*Texte proposé:*
##############################

5Le premier élément à souligner est l’extrême transversalité du phénomène des poètes anthropologues aux diverses traditions nationales et aux époques historiques11. En France, nous pourrions compter, outre Michel Leiris, Roger Bastide, Georges Condominas, Jean‑Marie Gibbal, nos contemporains Jean‑Charles Depaule, Francis Affergan, Véronique Bénéï, Michel Naepels, Sarah Carton de Grammont, Margarita Xanthakou, Françoise Jones12, pour n’en citer que quelques-uns. Aux États‑Unis, leur nombre est très élevé (Renato Rosaldo, Stanley Diamond, Paul Friedrich13, etc.) et le Prix de poésie anthropologique Edith Turner est soutenu par l’American Anthropological Association, mais ils sont présents pareillement en Italie (Giovanni Angioni14), en Belgique (Jacinthe Mazzocchetti), en Algérie (Mouloud Mammeri), au Portugal (Ruy Cinatti), en Nouvelle‑Zélande (Michael D. Jackson) ou en Amérique latine15.
6Parfois, ils ont surtout produit dans une période spécifique de leur vie, comme Edward Sapir dans les années de l’« exil canadien », ou bien ils ont écrit toute leur vie mais publié durant leur éméritat (comme Margarita Xanthakou, communication personnelle). Nombre d’entre eux, au parcours plus sinueux, changèrent de nationalité, ce qui produit des cas de poètes bilingues ou trilingues. À titre d’exemple, Renato Rosaldo écrit en espagnol et anglais, Giulio Angioni en sarde et en italien, Margarita Xanthakou en grec et en français, Véronique Bénéï écrit en anglais, espagnol et français (communication personnelle)16.
7Un autre élément remarquable consiste dans les constellations familiales de poètes anthropologues car, au-delà des cas individuels, on trouve, tant dans l’histoire qu’à l’époque contemporaine, des couples de poètes anthropologues (Victor et Edith Turner, Dennis et Barbara Tedlock17) ainsi que des cas de « familles créatrices »18, comme celle composée de Margaret Mead, Gregory Bateson et leur fille Mary Catherine Bateson. Parfois, s’ils ne sont pas des poètes eux-mêmes, des proches parents le sont (pensons au cas de Lia De Martino, la fille du célèbre ethnologue italien, ou à celui de Renato Fabietti, père de l’anthropologue Ugo).

##############################

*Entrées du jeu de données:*
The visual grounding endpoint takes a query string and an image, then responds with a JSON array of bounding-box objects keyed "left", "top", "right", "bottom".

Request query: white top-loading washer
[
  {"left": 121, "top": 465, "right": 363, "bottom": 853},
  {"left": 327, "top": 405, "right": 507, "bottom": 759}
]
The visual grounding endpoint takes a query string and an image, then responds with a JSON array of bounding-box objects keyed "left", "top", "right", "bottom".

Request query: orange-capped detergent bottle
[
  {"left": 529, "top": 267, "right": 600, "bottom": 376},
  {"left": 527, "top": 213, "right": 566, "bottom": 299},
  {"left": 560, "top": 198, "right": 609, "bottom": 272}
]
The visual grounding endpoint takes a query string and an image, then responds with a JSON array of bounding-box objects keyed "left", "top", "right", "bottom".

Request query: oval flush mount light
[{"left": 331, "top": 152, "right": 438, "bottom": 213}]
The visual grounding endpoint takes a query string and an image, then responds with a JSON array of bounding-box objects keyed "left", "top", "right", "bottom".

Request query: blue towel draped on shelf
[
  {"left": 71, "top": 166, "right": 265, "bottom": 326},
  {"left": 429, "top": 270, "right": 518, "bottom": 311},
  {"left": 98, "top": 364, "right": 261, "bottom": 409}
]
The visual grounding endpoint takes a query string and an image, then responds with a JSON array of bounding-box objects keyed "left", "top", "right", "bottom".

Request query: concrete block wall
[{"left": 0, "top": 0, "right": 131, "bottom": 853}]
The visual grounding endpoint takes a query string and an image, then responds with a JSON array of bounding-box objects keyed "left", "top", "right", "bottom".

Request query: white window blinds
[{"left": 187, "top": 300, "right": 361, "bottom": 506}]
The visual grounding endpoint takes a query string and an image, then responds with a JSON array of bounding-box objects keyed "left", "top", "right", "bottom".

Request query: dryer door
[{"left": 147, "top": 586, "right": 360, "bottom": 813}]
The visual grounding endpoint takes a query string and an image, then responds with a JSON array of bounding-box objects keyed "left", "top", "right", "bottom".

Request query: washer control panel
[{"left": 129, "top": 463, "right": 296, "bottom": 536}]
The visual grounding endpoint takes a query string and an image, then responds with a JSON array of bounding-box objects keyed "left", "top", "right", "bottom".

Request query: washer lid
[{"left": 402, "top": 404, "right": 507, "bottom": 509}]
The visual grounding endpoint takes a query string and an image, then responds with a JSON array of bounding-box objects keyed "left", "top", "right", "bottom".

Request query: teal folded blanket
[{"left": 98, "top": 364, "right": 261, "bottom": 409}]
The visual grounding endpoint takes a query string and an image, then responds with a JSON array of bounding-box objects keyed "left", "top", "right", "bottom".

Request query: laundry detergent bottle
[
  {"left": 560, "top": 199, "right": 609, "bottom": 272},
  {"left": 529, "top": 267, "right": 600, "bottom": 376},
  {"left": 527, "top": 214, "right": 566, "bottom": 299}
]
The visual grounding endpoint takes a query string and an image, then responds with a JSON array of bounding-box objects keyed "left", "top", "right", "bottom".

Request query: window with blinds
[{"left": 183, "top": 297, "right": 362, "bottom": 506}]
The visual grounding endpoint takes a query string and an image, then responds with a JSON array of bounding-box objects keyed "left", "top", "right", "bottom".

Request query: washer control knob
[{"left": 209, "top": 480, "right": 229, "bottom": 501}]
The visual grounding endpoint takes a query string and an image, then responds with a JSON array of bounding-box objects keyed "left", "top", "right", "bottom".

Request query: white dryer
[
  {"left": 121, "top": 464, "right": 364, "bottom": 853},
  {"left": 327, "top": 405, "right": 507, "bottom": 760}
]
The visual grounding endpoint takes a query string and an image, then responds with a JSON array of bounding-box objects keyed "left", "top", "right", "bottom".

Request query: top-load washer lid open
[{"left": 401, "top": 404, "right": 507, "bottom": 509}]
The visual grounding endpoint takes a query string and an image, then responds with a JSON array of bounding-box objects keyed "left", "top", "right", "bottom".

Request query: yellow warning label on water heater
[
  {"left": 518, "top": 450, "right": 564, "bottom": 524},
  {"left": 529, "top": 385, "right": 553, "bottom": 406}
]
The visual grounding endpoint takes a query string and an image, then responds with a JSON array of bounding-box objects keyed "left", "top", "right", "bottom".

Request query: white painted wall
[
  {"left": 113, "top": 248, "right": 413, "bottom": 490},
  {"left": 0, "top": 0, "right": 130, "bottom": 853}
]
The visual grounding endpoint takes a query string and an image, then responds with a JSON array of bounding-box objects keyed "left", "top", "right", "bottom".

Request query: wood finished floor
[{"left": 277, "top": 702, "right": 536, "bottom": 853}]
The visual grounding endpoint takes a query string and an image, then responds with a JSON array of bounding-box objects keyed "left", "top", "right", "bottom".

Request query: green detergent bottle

##############################

*Consigne 1:* Dans le texte sur les poètes anthropologues, relevez toutes les langues dans lesquelles écrivent les poètes bilingues ou trilingues cités.
*Consigne 2:* Poursuivez le texte sur les poètes anthropologues après sa dernière phrase.

*Réponse 1:* espagnol, anglais, sarde, italien, grec, français

*Réponse 2:*
8Les modalités de survie mémorielle des poètes anthropologues constitue un dernier point d’intérêt. À titre d’exemple, un cas particulier est représenté par la figure excentrique de l’anthropologue non professionnel (médecin de formation) Jaime de Angulo19, collaborateur de Franz Boas, Edward Sapir et Alfred Kroeber. Avec la professionnalisation croissante de la discipline et la Dépression économique de 1929, imposant des réductions du budget pour les collaborateurs externes, Jaime de Angulo, qui était dépourvu de doctorat et par conséquent non considéré comme anthropologue « professionnel », est tombé dans les oubliettes de la communauté scientifique, durant de longues années. Curieusement cependant, la communauté littéraire s’est réapproprié sa mémoire, et il est ainsi devenu, dans les années 1960, une icône de référence pour les artistes de la Beat Generation.
9Chaque discipline garde des traces de son histoire, et nous espérons avoir montré dans ce dossier, à travers les parcours de poètes anthropologues, que les frontières que l’on établit entre les diverses pratiques créatives, d’ethnologue et de poète, sont beaucoup plus ténues qu’elles ne paraissent.